### THE PROBLEM
Convert each line of the items below into a Markdown table with two columns, Row and Line. Give each row its number and skip blank lines.

### DATA PROVIDED
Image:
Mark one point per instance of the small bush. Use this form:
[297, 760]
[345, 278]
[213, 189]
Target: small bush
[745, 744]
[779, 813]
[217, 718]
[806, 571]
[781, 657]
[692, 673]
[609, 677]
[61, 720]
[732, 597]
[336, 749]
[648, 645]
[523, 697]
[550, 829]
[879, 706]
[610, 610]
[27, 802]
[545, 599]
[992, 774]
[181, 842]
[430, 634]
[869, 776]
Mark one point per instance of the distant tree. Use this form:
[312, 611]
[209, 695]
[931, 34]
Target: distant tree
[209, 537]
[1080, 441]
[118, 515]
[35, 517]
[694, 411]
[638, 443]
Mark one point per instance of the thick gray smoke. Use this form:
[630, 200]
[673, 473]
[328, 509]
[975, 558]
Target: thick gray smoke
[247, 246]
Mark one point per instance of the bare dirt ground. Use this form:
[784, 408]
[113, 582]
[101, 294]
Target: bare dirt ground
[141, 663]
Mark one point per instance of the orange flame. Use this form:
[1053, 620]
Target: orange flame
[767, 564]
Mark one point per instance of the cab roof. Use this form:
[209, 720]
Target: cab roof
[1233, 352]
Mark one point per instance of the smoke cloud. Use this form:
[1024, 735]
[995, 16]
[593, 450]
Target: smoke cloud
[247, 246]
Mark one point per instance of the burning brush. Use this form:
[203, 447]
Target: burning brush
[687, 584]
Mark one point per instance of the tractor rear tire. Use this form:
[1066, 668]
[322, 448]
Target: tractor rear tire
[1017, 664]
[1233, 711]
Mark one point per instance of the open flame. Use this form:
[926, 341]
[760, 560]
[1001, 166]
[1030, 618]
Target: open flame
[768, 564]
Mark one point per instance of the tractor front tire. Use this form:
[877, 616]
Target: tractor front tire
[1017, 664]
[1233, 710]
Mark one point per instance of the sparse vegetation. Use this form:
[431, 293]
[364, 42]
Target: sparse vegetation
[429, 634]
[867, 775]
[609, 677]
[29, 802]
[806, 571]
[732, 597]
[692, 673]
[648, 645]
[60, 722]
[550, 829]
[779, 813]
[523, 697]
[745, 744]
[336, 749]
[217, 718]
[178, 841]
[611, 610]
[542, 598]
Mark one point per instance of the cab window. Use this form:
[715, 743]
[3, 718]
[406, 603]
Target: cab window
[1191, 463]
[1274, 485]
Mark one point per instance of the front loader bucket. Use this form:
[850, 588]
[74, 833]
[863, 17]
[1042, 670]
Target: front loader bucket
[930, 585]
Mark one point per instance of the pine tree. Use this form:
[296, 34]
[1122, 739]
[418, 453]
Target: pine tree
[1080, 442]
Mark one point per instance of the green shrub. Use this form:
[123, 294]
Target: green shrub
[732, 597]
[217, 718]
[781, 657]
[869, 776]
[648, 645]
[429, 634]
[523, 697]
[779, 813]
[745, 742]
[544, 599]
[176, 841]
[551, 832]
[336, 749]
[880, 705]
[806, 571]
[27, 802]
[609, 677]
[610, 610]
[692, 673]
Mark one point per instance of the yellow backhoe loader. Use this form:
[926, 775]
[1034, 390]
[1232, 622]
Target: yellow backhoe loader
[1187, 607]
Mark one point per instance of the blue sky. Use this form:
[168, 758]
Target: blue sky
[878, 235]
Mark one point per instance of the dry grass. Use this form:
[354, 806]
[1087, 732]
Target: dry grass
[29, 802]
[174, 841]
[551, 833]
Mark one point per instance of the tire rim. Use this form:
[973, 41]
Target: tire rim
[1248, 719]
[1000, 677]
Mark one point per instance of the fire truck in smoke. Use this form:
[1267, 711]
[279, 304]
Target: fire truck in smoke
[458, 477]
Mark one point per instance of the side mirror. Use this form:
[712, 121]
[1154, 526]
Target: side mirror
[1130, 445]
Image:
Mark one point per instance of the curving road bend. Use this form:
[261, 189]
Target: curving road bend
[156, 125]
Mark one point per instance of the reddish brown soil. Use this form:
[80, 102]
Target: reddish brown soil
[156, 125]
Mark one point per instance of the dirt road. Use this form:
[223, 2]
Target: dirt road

### WRITTEN SOLUTION
| Row | Line |
|---|---|
| 1 | Image: |
| 2 | Mark one point per instance of the small bush. Use this form: |
| 3 | [297, 760] |
| 4 | [345, 278] |
| 5 | [213, 189] |
| 6 | Target: small bush |
| 7 | [745, 744] |
| 8 | [779, 813] |
| 9 | [217, 718] |
| 10 | [806, 571] |
| 11 | [781, 657] |
| 12 | [692, 673] |
| 13 | [609, 677] |
| 14 | [61, 720] |
| 15 | [732, 597] |
| 16 | [336, 749] |
| 17 | [648, 645] |
| 18 | [523, 697] |
| 19 | [550, 829] |
| 20 | [879, 706] |
| 21 | [610, 610] |
| 22 | [27, 802] |
| 23 | [545, 599] |
| 24 | [992, 774] |
| 25 | [181, 842] |
| 26 | [430, 634] |
| 27 | [869, 776] |
| 28 | Mark one point per instance of the distant tree. Use this form: |
| 29 | [312, 611] |
| 30 | [209, 695] |
| 31 | [931, 34] |
| 32 | Target: distant tree |
| 33 | [209, 537] |
| 34 | [1080, 441] |
| 35 | [118, 515] |
| 36 | [35, 517] |
| 37 | [694, 411] |
| 38 | [638, 443] |
| 39 | Mark one point per instance of the thick gray smoke. Use this form: |
| 40 | [630, 200] |
| 41 | [673, 473] |
| 42 | [328, 509] |
| 43 | [975, 558] |
| 44 | Target: thick gray smoke |
| 45 | [247, 246] |
| 46 | Mark one point per instance of the bare dirt ground. Use this form: |
| 47 | [784, 408] |
| 48 | [113, 582] |
| 49 | [101, 294] |
| 50 | Target: bare dirt ground |
| 51 | [141, 663] |
| 52 | Mark one point per instance of the orange flame. Use this form: |
| 53 | [1053, 620] |
| 54 | Target: orange flame |
| 55 | [767, 564] |
| 56 | Mark one point per instance of the cab roof. Use this form: |
| 57 | [209, 720] |
| 58 | Target: cab roof |
| 59 | [1233, 352] |
| 60 | Mark one point per instance of the smoke cloud. Use this form: |
| 61 | [1024, 735] |
| 62 | [995, 16] |
| 63 | [593, 450] |
| 64 | Target: smoke cloud |
| 65 | [247, 246] |
| 66 | Mark one point per instance of the burning brush. Use this form: |
| 67 | [203, 447] |
| 68 | Target: burning brush |
| 69 | [687, 584] |
| 70 | Mark one point per instance of the tractor rear tire. Use this form: |
| 71 | [1066, 668] |
| 72 | [322, 448] |
| 73 | Target: tractor rear tire |
| 74 | [1017, 664] |
| 75 | [1233, 711] |
| 76 | Mark one point per instance of the open flame. Use this form: |
| 77 | [926, 341] |
| 78 | [760, 560] |
| 79 | [1001, 166] |
| 80 | [1030, 618] |
| 81 | Target: open flame |
| 82 | [768, 564] |
| 83 | Mark one point per instance of the tractor front tire. Use this form: |
| 84 | [877, 616] |
| 85 | Target: tractor front tire |
| 86 | [1017, 664] |
| 87 | [1233, 710] |
| 88 | Mark one point per instance of the sparse vegetation. Use this form: |
| 89 | [431, 293] |
| 90 | [364, 42] |
| 91 | Target: sparse vegetation |
| 92 | [429, 634] |
| 93 | [867, 775] |
| 94 | [609, 677] |
| 95 | [29, 802] |
| 96 | [806, 571] |
| 97 | [732, 597] |
| 98 | [692, 673] |
| 99 | [648, 645] |
| 100 | [60, 722] |
| 101 | [550, 829] |
| 102 | [779, 813] |
| 103 | [523, 697] |
| 104 | [745, 744] |
| 105 | [336, 749] |
| 106 | [217, 718] |
| 107 | [178, 841] |
| 108 | [611, 610] |
| 109 | [542, 598] |
| 110 | Mark one point per instance of the cab window. Use this form: |
| 111 | [715, 743] |
| 112 | [3, 718] |
| 113 | [406, 603] |
| 114 | Target: cab window |
| 115 | [1191, 463] |
| 116 | [1274, 485] |
| 117 | Mark one point per instance of the front loader bucket. Use this form: |
| 118 | [850, 588] |
| 119 | [74, 833] |
| 120 | [863, 17] |
| 121 | [1042, 670] |
| 122 | Target: front loader bucket |
| 123 | [930, 585] |
| 124 | Mark one point per instance of the pine tree. Use this form: |
| 125 | [296, 34] |
| 126 | [1122, 739] |
| 127 | [418, 453] |
| 128 | Target: pine tree |
| 129 | [1080, 442] |
| 130 | Mark one point per instance of the green shrub. Use this form: |
| 131 | [123, 294] |
| 132 | Target: green shrub |
| 133 | [732, 597] |
| 134 | [217, 718] |
| 135 | [781, 657] |
| 136 | [869, 776] |
| 137 | [648, 645] |
| 138 | [429, 634] |
| 139 | [523, 697] |
| 140 | [779, 813] |
| 141 | [745, 742] |
| 142 | [544, 599] |
| 143 | [176, 841] |
| 144 | [551, 832] |
| 145 | [336, 749] |
| 146 | [880, 705] |
| 147 | [806, 571] |
| 148 | [27, 802] |
| 149 | [609, 677] |
| 150 | [610, 610] |
| 151 | [692, 673] |
| 152 | Mark one point per instance of the yellow backhoe loader. Use this form: |
| 153 | [926, 775] |
| 154 | [1034, 390] |
| 155 | [1232, 622] |
| 156 | Target: yellow backhoe loader |
| 157 | [1187, 607] |
| 158 | Mark one point per instance of the blue sky. Use this form: |
| 159 | [168, 758] |
| 160 | Target: blue sky |
| 161 | [878, 235] |
| 162 | Mark one point per instance of the dry grass. Use this form: |
| 163 | [354, 806] |
| 164 | [1087, 732] |
| 165 | Target: dry grass |
| 166 | [29, 802] |
| 167 | [174, 841] |
| 168 | [551, 833] |
| 169 | Mark one point per instance of the tire rim. Use this form: |
| 170 | [973, 41] |
| 171 | Target: tire rim |
| 172 | [1248, 719] |
| 173 | [1000, 677] |
| 174 | Mark one point per instance of the fire truck in smoke. Use this form: |
| 175 | [1267, 711] |
| 176 | [279, 304] |
| 177 | Target: fire truck in smoke |
| 178 | [458, 477] |
| 179 | Mark one point per instance of the side mirror. Use this form: |
| 180 | [712, 121] |
| 181 | [1154, 526] |
| 182 | Target: side mirror |
| 183 | [1130, 445] |
| 184 | Image: |
| 185 | Mark one point per instance of the curving road bend. Use this form: |
| 186 | [261, 189] |
| 187 | Target: curving road bend |
| 188 | [156, 125] |
| 189 | Mark one point per instance of the reddish brown soil. Use this form: |
| 190 | [80, 102] |
| 191 | Target: reddish brown soil |
| 192 | [156, 125] |
| 193 | Mark one point per instance of the dirt road. Use this form: |
| 194 | [223, 2] |
| 195 | Target: dirt road |